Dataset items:
□ □ □ □ □ □ □

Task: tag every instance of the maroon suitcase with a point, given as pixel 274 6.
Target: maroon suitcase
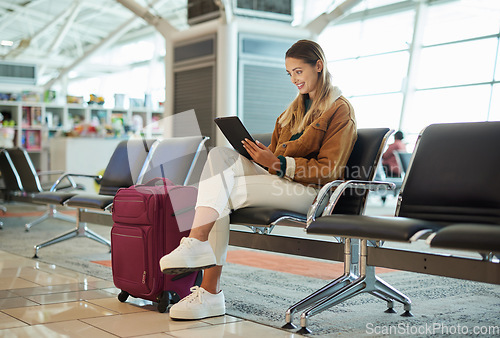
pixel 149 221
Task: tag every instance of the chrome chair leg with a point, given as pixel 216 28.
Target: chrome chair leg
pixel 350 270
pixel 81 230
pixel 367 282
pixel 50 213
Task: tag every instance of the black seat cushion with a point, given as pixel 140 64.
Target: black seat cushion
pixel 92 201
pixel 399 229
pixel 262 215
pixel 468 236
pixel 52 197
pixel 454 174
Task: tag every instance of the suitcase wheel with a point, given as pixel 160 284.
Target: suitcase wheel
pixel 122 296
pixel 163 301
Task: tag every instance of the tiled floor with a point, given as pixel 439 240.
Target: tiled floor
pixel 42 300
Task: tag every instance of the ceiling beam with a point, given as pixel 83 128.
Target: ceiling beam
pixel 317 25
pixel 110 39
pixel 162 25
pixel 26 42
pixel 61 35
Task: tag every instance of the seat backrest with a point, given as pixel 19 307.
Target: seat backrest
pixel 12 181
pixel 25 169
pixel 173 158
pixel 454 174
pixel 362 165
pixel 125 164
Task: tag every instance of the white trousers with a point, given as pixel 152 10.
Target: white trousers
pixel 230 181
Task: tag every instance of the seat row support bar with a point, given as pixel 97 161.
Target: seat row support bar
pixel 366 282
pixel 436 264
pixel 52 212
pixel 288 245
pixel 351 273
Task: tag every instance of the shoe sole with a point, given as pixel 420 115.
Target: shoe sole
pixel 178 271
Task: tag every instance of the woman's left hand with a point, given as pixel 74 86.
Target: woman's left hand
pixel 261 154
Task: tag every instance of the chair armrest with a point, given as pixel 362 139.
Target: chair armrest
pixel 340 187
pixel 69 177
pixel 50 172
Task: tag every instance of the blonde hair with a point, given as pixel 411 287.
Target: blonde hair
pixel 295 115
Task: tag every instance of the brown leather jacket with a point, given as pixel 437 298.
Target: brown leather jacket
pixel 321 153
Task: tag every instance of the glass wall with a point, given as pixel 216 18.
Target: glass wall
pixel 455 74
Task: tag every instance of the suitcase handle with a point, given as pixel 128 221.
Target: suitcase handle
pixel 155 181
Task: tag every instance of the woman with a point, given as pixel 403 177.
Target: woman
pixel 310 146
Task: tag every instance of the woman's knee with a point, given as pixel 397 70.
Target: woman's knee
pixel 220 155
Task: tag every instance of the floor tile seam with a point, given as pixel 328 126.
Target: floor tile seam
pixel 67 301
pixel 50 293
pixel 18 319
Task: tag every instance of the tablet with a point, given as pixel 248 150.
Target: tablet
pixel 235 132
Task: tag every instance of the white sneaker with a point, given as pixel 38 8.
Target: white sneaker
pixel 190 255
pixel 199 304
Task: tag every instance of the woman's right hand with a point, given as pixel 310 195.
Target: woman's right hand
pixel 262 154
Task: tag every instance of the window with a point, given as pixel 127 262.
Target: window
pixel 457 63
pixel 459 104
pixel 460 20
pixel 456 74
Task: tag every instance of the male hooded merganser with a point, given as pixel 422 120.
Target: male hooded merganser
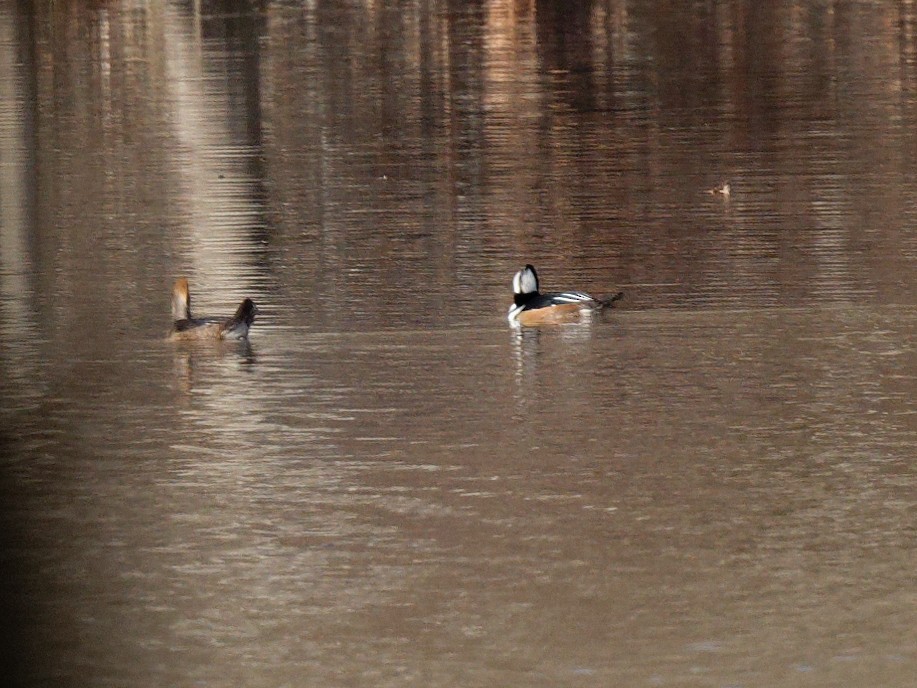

□ □ □ □ □ □ □

Work instruction: Once the line containing "Target: white sneaker" is located, write out exactly that line and each one after it to the end of the records above, excluding pictures and nothing else.

Problem solution:
Target: white sneaker
pixel 190 255
pixel 199 304
Task: tag every instance of the woman's right hand with a point, given as pixel 310 195.
Target: woman's right hand
pixel 262 154
Task: tag every instance of the window with a point, given as pixel 127 262.
Target: window
pixel 457 63
pixel 459 104
pixel 460 20
pixel 456 74
Task: tag every instance of the male hooded merganser with a point, given as pixel 422 120.
Target: male hooded merganser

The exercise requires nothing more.